GIVEN DATA

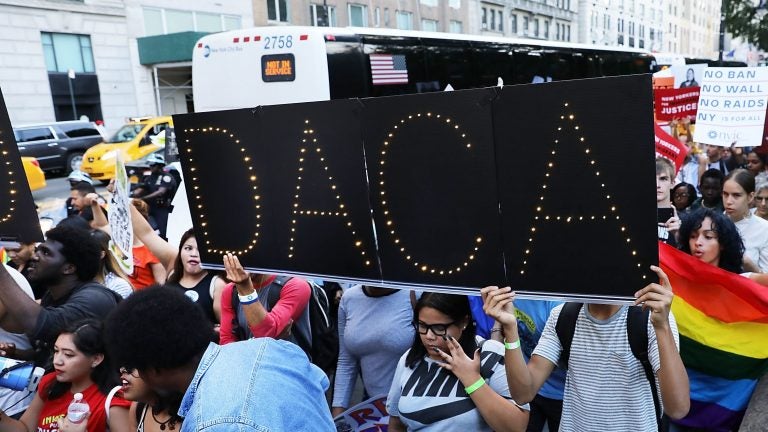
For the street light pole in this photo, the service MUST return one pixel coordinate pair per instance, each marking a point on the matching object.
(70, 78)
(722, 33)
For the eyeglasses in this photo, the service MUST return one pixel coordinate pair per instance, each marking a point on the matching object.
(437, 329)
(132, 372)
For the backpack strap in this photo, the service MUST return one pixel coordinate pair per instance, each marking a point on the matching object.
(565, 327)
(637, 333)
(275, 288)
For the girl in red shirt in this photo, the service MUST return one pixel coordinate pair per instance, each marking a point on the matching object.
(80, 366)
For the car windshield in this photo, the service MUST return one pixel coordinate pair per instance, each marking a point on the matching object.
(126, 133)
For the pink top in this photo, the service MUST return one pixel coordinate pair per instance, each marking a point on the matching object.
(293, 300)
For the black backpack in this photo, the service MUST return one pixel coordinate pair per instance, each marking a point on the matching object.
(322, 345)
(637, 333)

...

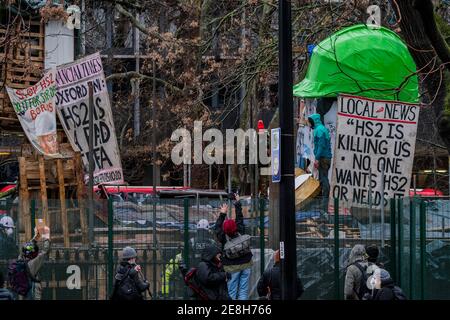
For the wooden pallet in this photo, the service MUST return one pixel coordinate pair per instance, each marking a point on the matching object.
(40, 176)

* * *

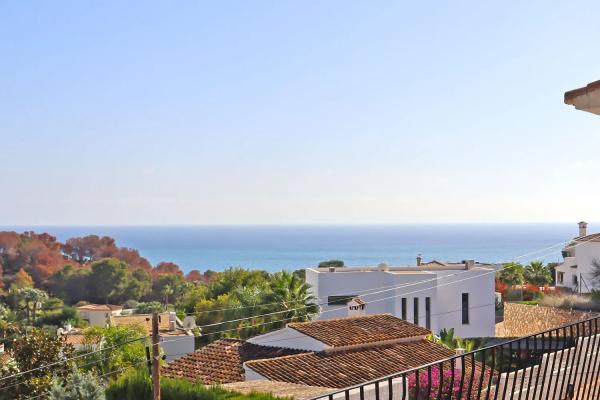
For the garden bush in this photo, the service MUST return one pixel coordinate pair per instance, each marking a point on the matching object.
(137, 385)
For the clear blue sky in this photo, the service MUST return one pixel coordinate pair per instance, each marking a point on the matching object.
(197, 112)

PROMPT
Pull out every line in the listing above that contains the word "backpack", and copy each one in full.

OUTPUT FOR THIS TASK
For the backpack strap in this photo, the service MUST return one pixel coordinate pair per instance, each marking a point on the matching object.
For the black backpack in this photo, the service MUST return one pixel coordinate pair per instance, each marking a point on the matching object.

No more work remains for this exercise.